EXCERTO>
----
19) A sexta requerida apresenta-se publicamente como CEO da T….
20) No novo projeto que a primeira requerida integrou:
- Mantém uma estrutura orgânica das unidades de negócio decalcada da utilizada pela requerente, apenas com diferente nomenclatura (“Hub”, “general manager”, “hub manager”, “welcome manager” em vez de “Market Center”, “team leader”, “administrador de market center”, “director of first impressions”…) e manteve um órgão com as funções do “P…” que passou a designar de “Comité do Crescimento”.
- Continuou a utilizar e a facultar aos seus Consultores os manuais disponibilizados pela I…, continuando a manter referências à nomenclatura desta e à própria marca.
21) A primeira requerida continua a desenvolver a atividade na zona geográfica da freguesia de….
22) E explora uma unidade de negócio na Rua …, situada a 5,3km da “X… Porto”, unidade de negócio integrada na rede de
franqueados da requerente.
23) A primeira requerida passou a utilizar um sistema informático designado de “T1…” que foi construído a partir do sistema informático “S….
24) E tem exercido a atividade com recurso à base de dados dos consultores que integraram a rede da requerente.
25) Essas bases de dados dos Consultores que acompanharam a primeira requerida foram transferidas para estes a elas terem acesso pelo “T1…”.
26) A primeira requerida mantém ao serviço funcionários com contrato de trabalho e consultores com contrato de prestação de serviço, em regime de exclusividade.
27) A requerente abriu mais dois Market Centers no Porto, em 2019.
28) Os 2.º, 3.º e 5.º requeridos estão no mercado da mediação imobiliária desde 2007, com a sua empresa “AB…”;
29) Numa primeira fase a requerida integrou a rede Y…, através do contrato de franquia celebrado em 2012 com a Z…, Lda.”;
30) Os sócios da primeira requerida foram contemporâneos dos sócios da requerente no exercício da atividade de mediação imobiliária.
2.2.
Factos indiciariamente não provados
O tribunal de 1.ª instância julgou indiciariamente não provados os seguintes factos:
a) O programa informático “S… identificado no ponto 2.1.12) foi criado apenas pela primeira requerente.
b) A primeira requerida assume a posição de franchisador no projeto T….
c) Os manuais de formação disponibilizados pela requerida são divulgados publicamente pelo sócio fundador da X… Internacional;
d) As ideias, filosofias e citações constantes dos power points são correntes na internet.
2.3.
……………………………………
……………………………………
…………………………………… 3.
OS FACTOS E O DIREITO 3.1.
O recurso ao procedimento cautelar comum, como é o caso, é legitimado “sempre que alguém mostre fundado receio de que outrem cause lesão grave e dificilmente reparável do seu direito” (art. 362.º, n.º 1, do CPCivil).
Nos termos do art. 368.º, n.º 1, do CPCivil, “a providência é decretada desde que haja probabilidade séria da existência do direito e se mostre suficientemente fundado o receio da sua lesão”; ainda assim, a providência pode ser recusada pelo tribunal quando o prejuízo dela resultante para o requerido exceda consideravelmente o dano que com ela o requerente pretende evitar” (n.º 2 do mesmo artigo).
----
DADOS EXTRAÍDOS>
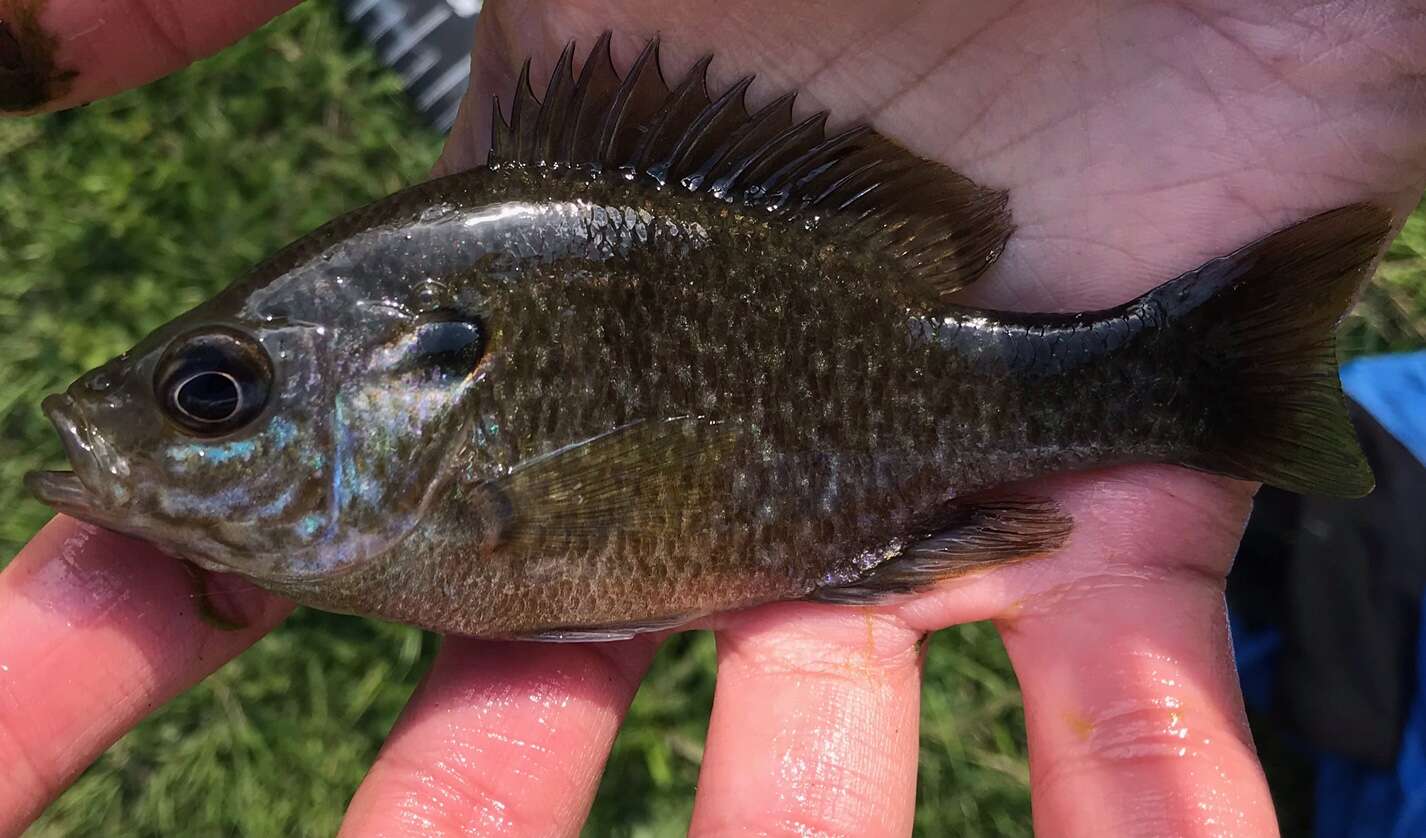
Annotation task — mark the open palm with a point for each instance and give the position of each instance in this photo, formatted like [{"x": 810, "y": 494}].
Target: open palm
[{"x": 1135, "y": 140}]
----
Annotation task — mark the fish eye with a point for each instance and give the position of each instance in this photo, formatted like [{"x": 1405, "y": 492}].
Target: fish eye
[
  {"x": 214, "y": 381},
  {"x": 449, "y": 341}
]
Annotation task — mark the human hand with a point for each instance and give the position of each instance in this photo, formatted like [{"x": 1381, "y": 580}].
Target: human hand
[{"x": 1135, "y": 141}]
----
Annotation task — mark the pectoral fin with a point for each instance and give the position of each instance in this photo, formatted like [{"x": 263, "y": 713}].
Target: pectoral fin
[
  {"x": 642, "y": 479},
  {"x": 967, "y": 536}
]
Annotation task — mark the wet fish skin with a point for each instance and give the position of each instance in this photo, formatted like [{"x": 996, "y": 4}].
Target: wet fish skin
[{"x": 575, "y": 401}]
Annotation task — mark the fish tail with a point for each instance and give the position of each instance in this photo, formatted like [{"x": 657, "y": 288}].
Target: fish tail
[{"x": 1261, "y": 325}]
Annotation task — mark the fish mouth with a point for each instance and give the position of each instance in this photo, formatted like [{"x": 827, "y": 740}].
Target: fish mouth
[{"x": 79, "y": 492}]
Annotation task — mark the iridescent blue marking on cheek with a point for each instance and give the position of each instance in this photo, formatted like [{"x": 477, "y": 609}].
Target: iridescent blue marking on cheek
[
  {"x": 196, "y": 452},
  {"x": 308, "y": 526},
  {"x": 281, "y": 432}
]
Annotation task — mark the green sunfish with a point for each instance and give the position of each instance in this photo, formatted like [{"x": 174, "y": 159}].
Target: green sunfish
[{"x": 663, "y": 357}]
----
EXERCÍCIOS A RESOLVER>
(A) Copie do excerto, sem qualquer alteração, o trecho que se inicia nas palavras que contêm “26) A primeira” e termina em “Porto, em 2019.”.
(B) Prossiga o excerto sobre o procedimento cautelar, redigindo a parte seguinte a partir da última frase apresentada.

RESULTADOS POR TAREFA>
(A)
26) A primeira requerida mantém ao serviço funcionários com contrato de trabalho e consultores com contrato de prestação de serviço, em regime de exclusividade.
27) A requerente abriu mais dois Market Centers no Porto, em 2019.

(B)
Assim, para que a providência possa ser decretada basta que sumariamente (summaria cognitio) se conclua pela probabilidade séria da existência do direito (fumus boni iuris) e pelo receio justificado de que a demora cause prejuízo irreparável ou de difícil reparação (periculum in mora).
3.2.
No caso dos autos, como se deixou referido na sentença sob recurso, não discutem as partes a relação obrigacional que as uniu e a respetiva qualificação jurídica: um contrato de franquia (franchising).
Em Portugal, à semelhança do que sucede em muitos outros países, designadamente no espaço europeu, o contrato de franquia apresenta-se como um contrato atípico, por não beneficiar de disciplina legal própria.
Sendo legalmente atípico, é no entanto socialmente típico, no sentido de que se trata de uma prática social reiterada e praticamente homogénea, no comércio jurídico[4].
O Código de Deontologia Europeu do Franchising, elaborado pelos presidentes das associações de franchising de vários Estados-
Membros e aprovado em 1972, do qual é aderente Portugal desde 1991, por ser membro da Federação Europeia do Franchising, embora sem força legal obrigatória, apresenta-nos a seguinte noção:
“O franchising é um sistema de comercialização de produtos e/ou serviços e/ou tecnologias, baseado numa estreita e contínua colaboração entre empresas jurídicas e financeiramente distintas e independentes, o franchisador e os seus franchisados, através do qual o franchisador concede aos seus franchisados o direito, e impõe a obrigação, de explorar uma empresa de acordo com o seu Conceito.
O direito concedido confere ao franchisado o poder e o dever de, mediante uma contrapartida financeira direta ou indireta, usar a insígnia e/ou marca de produtos e/ou marca de serviços, o saber-fazer, os métodos comerciais e técnicos, o sistema de procedimentos e outros direitos de propriedade industrial e intelectual, apoiados por uma prestação contínua de assistência comercial e/ou técnica, no âmbito e durante a vigência dum contrato de franchising escrito, para tal fim, celebrado entre as partes”[5].
Como se deixou expresso na sentença, “dada a natureza de contrato atípico ou inominado, o contrato de franquia rege-se pelas disposições reguladoras (não excecionais) dos contratos nominados, com os quais apresente maior afinidade, sendo entendimento unânime da doutrina e da jurisprudência que a analogia estabelece-se com o contrato de agência, regulado no DL 178/86 de 3.7, sobretudo, no regime de cessação do contrato, avultando a estabilidade e a duração da relação como características estruturarias do convénio, sem prejuízo de esta aplicação não poder colidir com o regime daquele, clausulado nos termos do artigo 405º do CCivil, existindo, outrossim, normas que só ao contrato de agência se aplicam[6]”.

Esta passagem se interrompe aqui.